======== TEXT SECTION

Very thought provoking, thank you. A few thoughts:

- Gutters are a significant source of problems if not cleaned an maintained; instead why not use a design with overhangs and a properly graded and hard-landscaped building perimeter?

- A much cheaper alternative to masonry cladding would be something like fibre cement siding (e.g. HardiePlank); it's resistant to fire, insects, damp, and rot, and requires almost no maintenance. Granted, it's not nearly as attractive as masonry, so the preservation value would be lower, but it's much easier to install and replace as new technologies appear.

- Perhaps I missed it, but you didn't spend much time discussing the other elements of exterior walls. It would be worthwhile to consider techniques and materials for all of the layers:

- exterior cladding

- mounting system for cladding

- water / insect barrier

- structural components, usually with insulation

- vapour barrier

- service space

- interior cladding

To make modification easier as technologies and usage change, a "service space" for electrical, plumbing, and other services inside the structural layer (e.g standard softwood studs placed inside the vapour barrier) makes changes much easier and protects the service runs from moisture and temperature changes.

================

ACTIVITY 1 →
Retype the segmentation mask entries below line for line, leaving out the pictures.

======== DATA FOR ANALYSIS

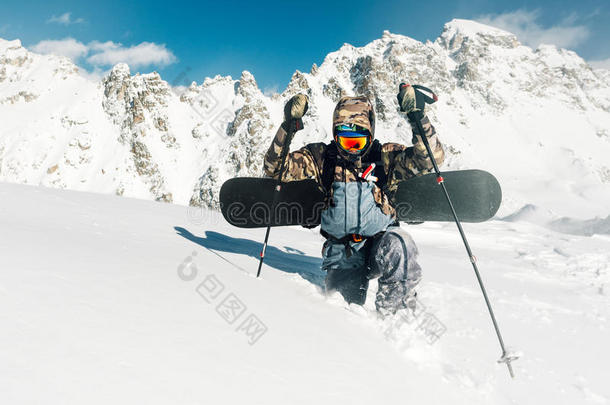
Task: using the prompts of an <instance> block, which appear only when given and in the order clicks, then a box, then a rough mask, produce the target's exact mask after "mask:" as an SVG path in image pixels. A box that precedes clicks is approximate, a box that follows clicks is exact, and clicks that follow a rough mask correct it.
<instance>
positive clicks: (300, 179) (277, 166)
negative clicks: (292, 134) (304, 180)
mask: <svg viewBox="0 0 610 405" xmlns="http://www.w3.org/2000/svg"><path fill="white" fill-rule="evenodd" d="M286 135H287V134H286V130H285V129H284V127H283V126H280V128H279V129H278V130H277V132H276V134H275V137H274V138H273V142H272V143H271V146H270V147H269V149H268V150H267V153H266V154H265V160H264V170H265V175H267V176H269V177H272V178H278V176H279V174H280V173H279V172H280V167H281V165H282V162H281V155H282V149H283V147H284V145H285V144H286ZM309 178H319V173H318V167H317V165H316V162H315V161H314V157H313V156H312V154H311V152H310V150H309V149H308V148H307V146H305V147H303V148H301V149H299V150H296V151H294V152H292V153H289V154H288V155H287V156H286V164H285V167H284V175H283V178H282V180H283V181H296V180H304V179H309Z"/></svg>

================

ACTIVITY 2 →
Echo the part of the comment on exterior walls starting with "Very thought provoking, thank" and going on through "new technologies appear.", word for word.

OUTPUT 1 →
Task: using the prompts of an <instance> block, which appear only when given and in the order clicks, then a box, then a rough mask, produce the target's exact mask after "mask:" as an SVG path in image pixels. A box that precedes clicks is approximate, a box that follows clicks is exact, and clicks that follow a rough mask correct it.
<instance>
positive clicks: (300, 179) (277, 166)
negative clicks: (292, 134) (304, 180)
mask: <svg viewBox="0 0 610 405" xmlns="http://www.w3.org/2000/svg"><path fill="white" fill-rule="evenodd" d="M286 135H287V134H286V130H285V129H284V127H283V126H280V128H279V129H278V130H277V132H276V134H275V137H274V138H273V142H272V143H271V146H270V147H269V149H268V150H267V153H266V154H265V160H264V170H265V175H267V176H269V177H272V178H278V176H279V174H280V173H279V172H280V167H281V165H282V162H281V155H282V149H283V147H284V145H285V144H286ZM309 178H319V173H318V167H317V165H316V162H315V161H314V157H313V156H312V154H311V152H310V150H309V149H308V148H307V146H305V147H303V148H301V149H299V150H296V151H294V152H292V153H289V154H288V155H287V156H286V164H285V167H284V175H283V178H282V180H283V181H296V180H304V179H309Z"/></svg>

OUTPUT 2 →
Very thought provoking, thank you. A few thoughts:

- Gutters are a significant source of problems if not cleaned an maintained; instead why not use a design with overhangs and a properly graded and hard-landscaped building perimeter?

- A much cheaper alternative to masonry cladding would be something like fibre cement siding (e.g. HardiePlank); it's resistant to fire, insects, damp, and rot, and requires almost no maintenance. Granted, it's not nearly as attractive as masonry, so the preservation value would be lower, but it's much easier to install and replace as new technologies appear.